— Exercise requirements —
Rewrite the passage on metal hydride sorption from "Hydride sorption -desorption pressures vs temperature, from" to "and 100 °C.", changing "exothermic" to "heat-releasing" wherever it occurs.

— Document segment —
'''
Hydride sorption -desorption pressures vs temperature.

Hydride sorption -desorption pressures vs temperature, from Dhinesh et al.

The metal hydriding reaction is M + nH2 <–> MH2n. Where M is a metal or metallic alloy and MH2n is the hydride. While most metals will undergo this reaction at some appropriate temperature and pressure, the materials of practical interest are exothermic hydrides that is hydrides that give off heat on hydriding. They also must undergo a nearly stoichiometric absorption or desorption reaction at reasonable temperatures and pressures. The plot at right presents the plateau pressure for hydrogen absorption/ desorption in several, exothermic metal hydrides. The most attractive of these are shown in the red box near the center. These sorb or desorb between 1 and 10 atmospheres and 25 and 100 °C.

In this plot, the slope of the sorption line is proportional to the heat of sorption. The most attractive materials for this pump are the ones in the box (or near) with a high slope to the line implying a high heat of sorption. A high heat of sorption means you can get very high compression without too much of a temperature swing.
'''
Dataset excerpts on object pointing
'''
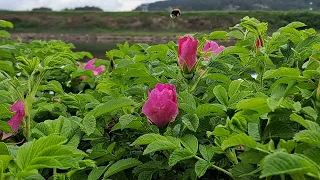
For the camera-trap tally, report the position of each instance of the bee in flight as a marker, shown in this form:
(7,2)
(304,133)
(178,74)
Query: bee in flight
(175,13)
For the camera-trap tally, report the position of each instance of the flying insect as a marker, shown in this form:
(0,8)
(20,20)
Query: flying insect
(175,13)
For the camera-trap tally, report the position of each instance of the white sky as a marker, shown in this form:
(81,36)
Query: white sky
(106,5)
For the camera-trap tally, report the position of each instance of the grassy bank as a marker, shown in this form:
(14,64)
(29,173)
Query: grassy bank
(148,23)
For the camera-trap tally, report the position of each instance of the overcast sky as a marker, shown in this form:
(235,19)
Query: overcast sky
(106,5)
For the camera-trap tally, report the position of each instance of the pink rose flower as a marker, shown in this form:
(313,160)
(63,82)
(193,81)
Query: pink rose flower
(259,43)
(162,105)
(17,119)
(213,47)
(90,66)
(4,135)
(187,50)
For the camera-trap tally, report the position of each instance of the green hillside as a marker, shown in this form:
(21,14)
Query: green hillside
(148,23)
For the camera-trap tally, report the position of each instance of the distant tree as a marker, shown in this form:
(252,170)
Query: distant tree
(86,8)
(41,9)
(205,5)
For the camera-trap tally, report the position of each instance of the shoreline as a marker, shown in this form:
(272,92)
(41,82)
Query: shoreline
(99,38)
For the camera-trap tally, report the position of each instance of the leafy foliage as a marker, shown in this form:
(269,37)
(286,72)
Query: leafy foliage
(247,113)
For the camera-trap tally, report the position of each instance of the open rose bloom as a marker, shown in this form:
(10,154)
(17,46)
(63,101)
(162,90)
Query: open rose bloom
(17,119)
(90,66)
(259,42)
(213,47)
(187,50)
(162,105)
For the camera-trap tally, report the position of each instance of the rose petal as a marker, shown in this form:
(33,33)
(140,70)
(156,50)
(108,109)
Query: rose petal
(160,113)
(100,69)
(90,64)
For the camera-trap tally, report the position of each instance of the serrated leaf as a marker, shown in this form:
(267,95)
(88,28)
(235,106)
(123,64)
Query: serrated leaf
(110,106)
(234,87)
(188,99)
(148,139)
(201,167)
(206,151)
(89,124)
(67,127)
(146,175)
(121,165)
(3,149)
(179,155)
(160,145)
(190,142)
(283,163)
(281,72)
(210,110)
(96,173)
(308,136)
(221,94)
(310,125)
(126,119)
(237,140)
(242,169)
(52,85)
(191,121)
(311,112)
'''
— Final result —
Hydride sorption -desorption pressures vs temperature, from Dhinesh et al.

The metal hydriding reaction is M + nH2 <–> MH2n. Where M is a metal or metallic alloy and MH2n is the hydride. While most metals will undergo this reaction at some appropriate temperature and pressure, the materials of practical interest are heat-releasing hydrides that is hydrides that give off heat on hydriding. They also must undergo a nearly stoichiometric absorption or desorption reaction at reasonable temperatures and pressures. The plot at right presents the plateau pressure for hydrogen absorption/ desorption in several, heat-releasing metal hydrides. The most attractive of these are shown in the red box near the center. These sorb or desorb between 1 and 10 atmospheres and 25 and 100 °C.